== Teks Bacaan ==
⟨
Paulus menemukan bahwa yang dapat membebaskan dirinya dari jerat dosa hanyalah Yesus, “Siapakah yang akan melepaskan aku dari tubuh maut ini? Syukur kepada Allah! Oleh Yesus Kristus Tuhan kita. (Roma 7:24,25). Pembebasan yang dilakukan Yesus bukanlah dengan jalan memaksakan manusia mengerjakan serentetan hukum yang melelahkan, melainkan cinta kasih! Yesuslah yang menyadarkan Paulus, bahwa dirinya dicintai Tuhan. Ibarat pecandu narkoba, Paulus mengalami pendekatan cinta kasih. Dirinya dikasihi Tuhan, Yesus sedemikian rupa telah membuktikan cinta itu dengan penderitaan dan kematianNya. Cinta itulah yang menyentuh dan dirasakan Paulus. Kini Paulus bangkit merespon cinta itu. Ia melakukan apa saja untuk yang dicintainya, yakni Yesus. Penderitaan, penganiayaan, penolakan, permusuhan dan pemenjaraan tidak lagi ia pandang sebagai beban atau kuk yang menekannya, melainkan sebagai jalan memuliakan dan mengungkapkan cintanya kepada Tuhan. Pengalaman Paulus inilah yang ingin ia bagikan pada semua orang percaya.
⟩
(Entri data)
⟨
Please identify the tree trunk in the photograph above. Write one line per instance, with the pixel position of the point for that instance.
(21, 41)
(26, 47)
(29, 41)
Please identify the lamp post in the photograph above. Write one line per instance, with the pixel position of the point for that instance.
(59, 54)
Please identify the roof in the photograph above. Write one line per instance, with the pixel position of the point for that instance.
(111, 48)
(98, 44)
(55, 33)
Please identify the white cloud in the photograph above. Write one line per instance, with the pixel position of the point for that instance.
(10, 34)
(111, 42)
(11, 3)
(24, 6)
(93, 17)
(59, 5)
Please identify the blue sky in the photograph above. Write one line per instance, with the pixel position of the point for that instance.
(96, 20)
⟩
== Tujuan ==
Dalam teks bacaan tentang Paulus, dengan jalan apa Yesus melakukan pembebasan?

== Penyelesaian Tugas ==
Dengan cinta kasih, bukan dengan memaksakan manusia mengerjakan serentetan hukum yang melelahkan.